== To do ==
Can you reproduce the listing below line for line, without changing a single character?

== Dataset records ==
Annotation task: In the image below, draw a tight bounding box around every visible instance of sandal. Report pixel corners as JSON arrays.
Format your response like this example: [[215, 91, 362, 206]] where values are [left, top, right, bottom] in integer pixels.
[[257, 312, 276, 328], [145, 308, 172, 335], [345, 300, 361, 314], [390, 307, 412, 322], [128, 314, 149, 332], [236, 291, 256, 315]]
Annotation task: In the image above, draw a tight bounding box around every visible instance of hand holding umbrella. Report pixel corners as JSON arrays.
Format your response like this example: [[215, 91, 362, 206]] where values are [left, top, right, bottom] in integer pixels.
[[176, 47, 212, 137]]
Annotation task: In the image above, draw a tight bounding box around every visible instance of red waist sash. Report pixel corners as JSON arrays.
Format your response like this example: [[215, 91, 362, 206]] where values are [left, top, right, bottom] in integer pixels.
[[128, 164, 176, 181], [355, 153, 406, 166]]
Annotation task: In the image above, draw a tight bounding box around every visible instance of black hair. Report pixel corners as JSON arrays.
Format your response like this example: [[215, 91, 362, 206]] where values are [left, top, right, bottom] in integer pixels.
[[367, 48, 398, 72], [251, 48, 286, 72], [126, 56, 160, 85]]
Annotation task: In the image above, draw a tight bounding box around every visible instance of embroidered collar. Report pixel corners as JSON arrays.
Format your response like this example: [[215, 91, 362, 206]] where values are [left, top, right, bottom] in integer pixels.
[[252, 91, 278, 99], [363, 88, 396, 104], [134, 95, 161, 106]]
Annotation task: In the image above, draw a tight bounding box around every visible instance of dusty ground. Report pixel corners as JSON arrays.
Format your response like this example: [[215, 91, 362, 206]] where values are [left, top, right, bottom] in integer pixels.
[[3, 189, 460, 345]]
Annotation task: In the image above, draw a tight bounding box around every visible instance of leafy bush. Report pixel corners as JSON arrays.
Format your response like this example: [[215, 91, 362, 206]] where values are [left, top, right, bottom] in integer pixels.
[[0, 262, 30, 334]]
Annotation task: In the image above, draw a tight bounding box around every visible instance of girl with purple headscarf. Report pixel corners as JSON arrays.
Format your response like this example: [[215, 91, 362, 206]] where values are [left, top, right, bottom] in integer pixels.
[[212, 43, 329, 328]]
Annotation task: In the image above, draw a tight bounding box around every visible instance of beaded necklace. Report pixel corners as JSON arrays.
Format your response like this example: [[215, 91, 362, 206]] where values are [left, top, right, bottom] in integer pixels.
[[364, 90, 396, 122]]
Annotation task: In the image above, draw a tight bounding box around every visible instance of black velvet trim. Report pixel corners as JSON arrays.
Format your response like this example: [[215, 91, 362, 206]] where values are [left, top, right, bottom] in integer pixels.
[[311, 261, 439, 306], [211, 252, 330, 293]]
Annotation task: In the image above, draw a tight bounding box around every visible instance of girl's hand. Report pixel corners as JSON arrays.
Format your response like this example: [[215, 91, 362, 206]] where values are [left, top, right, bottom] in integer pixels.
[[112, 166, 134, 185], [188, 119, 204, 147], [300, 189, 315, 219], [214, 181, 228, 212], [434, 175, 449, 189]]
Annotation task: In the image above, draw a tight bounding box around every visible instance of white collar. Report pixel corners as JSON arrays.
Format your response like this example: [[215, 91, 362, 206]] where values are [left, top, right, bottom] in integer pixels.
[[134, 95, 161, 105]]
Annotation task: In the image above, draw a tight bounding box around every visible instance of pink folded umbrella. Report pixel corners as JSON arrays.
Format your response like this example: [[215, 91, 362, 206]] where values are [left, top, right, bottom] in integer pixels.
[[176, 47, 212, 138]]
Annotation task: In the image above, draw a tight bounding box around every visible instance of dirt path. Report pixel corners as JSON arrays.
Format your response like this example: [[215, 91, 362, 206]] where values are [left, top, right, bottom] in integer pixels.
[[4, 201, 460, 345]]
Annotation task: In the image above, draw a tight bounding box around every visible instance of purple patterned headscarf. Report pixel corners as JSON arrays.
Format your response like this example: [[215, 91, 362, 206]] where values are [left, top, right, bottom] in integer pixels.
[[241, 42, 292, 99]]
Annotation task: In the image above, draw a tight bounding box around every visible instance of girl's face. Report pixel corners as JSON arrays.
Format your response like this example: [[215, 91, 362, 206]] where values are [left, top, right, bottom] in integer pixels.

== Output of the exercise ==
Annotation task: In the image below, draw a tight bounding box around every visible instance of sandal. Report pixel corners as JSON arrays.
Format your response like this example: [[215, 91, 362, 206]] where values are [left, top, right, bottom] in integer pixels.
[[257, 312, 276, 328], [145, 308, 172, 335], [345, 300, 361, 314], [390, 307, 412, 322], [128, 314, 149, 332], [236, 291, 256, 315]]
Annotation task: In the image above, draw a tight bounding box around every visible instance of hand holding umbrella. Report pixel corners as JSON arrays.
Format your response like this example: [[215, 91, 362, 206]] where values are [left, top, right, bottom] in integer pixels.
[[176, 47, 212, 137]]
Annotation task: In the image above, draw a tight bounding box around every visible instance of red waist sash. Report pixel corners as JSON arrays.
Format your response like this example: [[215, 91, 362, 206]] where values are [left, top, right, bottom] in integer pixels.
[[128, 164, 176, 181], [355, 153, 406, 166]]
Annotation task: In the image above, draw a tight bounding box around every visible instance of black hair. Report pixel corners as JSON arrays.
Format your response like this example: [[215, 91, 362, 206]] where values are [left, top, right, bottom] in integer pixels.
[[367, 48, 398, 72], [251, 48, 286, 72], [126, 56, 160, 85]]
Annotation task: In the image above, draw a tight bounding box around every visible instance of embroidered collar. Report pixel corners as JSON arrays.
Format your response like this example: [[215, 91, 362, 206]] where values are [left, top, right, bottom] in integer pixels.
[[252, 91, 278, 99], [363, 88, 396, 104], [134, 95, 161, 106]]
Annotation task: In the image above, draw a tight bounding box around every visible instance of dusty ground. Report pixel corners as JSON arrays.
Format your response like this example: [[215, 91, 362, 206]] where values are [left, top, right, bottom] in integer pixels.
[[3, 189, 460, 345]]
Annotation task: In the image above, draw a tight bounding box around every visible instance of leafy bush. Report pixel corners as JSON arrays.
Format your response like this example: [[215, 91, 362, 206]] where values are [left, top, right, bottom] in integer pixels.
[[0, 262, 30, 334]]
Annotation task: In the image above, draw a tight bounding box around every visible instance of girl with purple headscarf. Report pixel corners as JSON arrays.
Format your response like this example: [[215, 91, 362, 206]] where values are [left, top, right, bottom] in integer pixels.
[[212, 43, 329, 328]]
Annotation task: In the image above, draw a tight bounding box around every visible instance of beaded necklace. Report pixel corners as JSON arrays.
Format your response like this example: [[215, 91, 362, 206]] where values are [left, top, right, bottom] in integer pixels.
[[364, 90, 396, 122]]
Annotation task: In the image above, draw a tight bounding box around every visible instance of black velvet trim. Report pixel corners as JSON arrays.
Format your response like this example: [[215, 91, 362, 206]] where values are [left, top, right, bottom] in integer pixels.
[[311, 261, 439, 306], [211, 252, 330, 293]]
Annotation task: In the image above, draw a tight bounding box around every visible instance of girl's hand. Report pixel corners as JSON arrays.
Format your response like this example: [[215, 91, 362, 206]] where values are [left, top, right, bottom] in integer pixels.
[[112, 166, 134, 185], [188, 119, 204, 147], [300, 189, 315, 219], [214, 181, 228, 212], [434, 175, 449, 189]]
Annotation task: In the image above, draw a tight bounding box around every visible instance of white collar. Report pixel corners as JSON arrays.
Format your response like this example: [[215, 91, 362, 206]] where values are [left, top, right, bottom] in integer pixels.
[[134, 95, 161, 105]]
Annotation task: In the image above, draw a tight bounding box around every visible instance of pink folded umbrella. Report pixel corners as JSON arrays.
Format your response like this example: [[215, 91, 362, 206]] where values are [left, top, right, bottom] in integer pixels.
[[176, 47, 212, 138]]
Annotation task: In the image above, draw a tight bounding box around every visible instance of dirt path. Report pixel corners as JSON arrays.
Format your response like this example: [[215, 91, 362, 206]] where values are [left, top, right, bottom] in integer pixels.
[[4, 201, 460, 345]]
Annotation task: In the image above, draw a tight bounding box around every visible instance of purple patterned headscarf. Report pixel corners as JSON arrays.
Format your response like this example: [[215, 91, 362, 206]] where values are [left, top, right, bottom] in integer pixels.
[[241, 42, 292, 99]]
Annotation task: In the image above, draw a tight bounding box around every visible instance of girl's face. Report pixel corners as JSON arrays.
Format your response like this example: [[215, 91, 362, 206]] where values are [left, top, right, bottom] in integer pixels.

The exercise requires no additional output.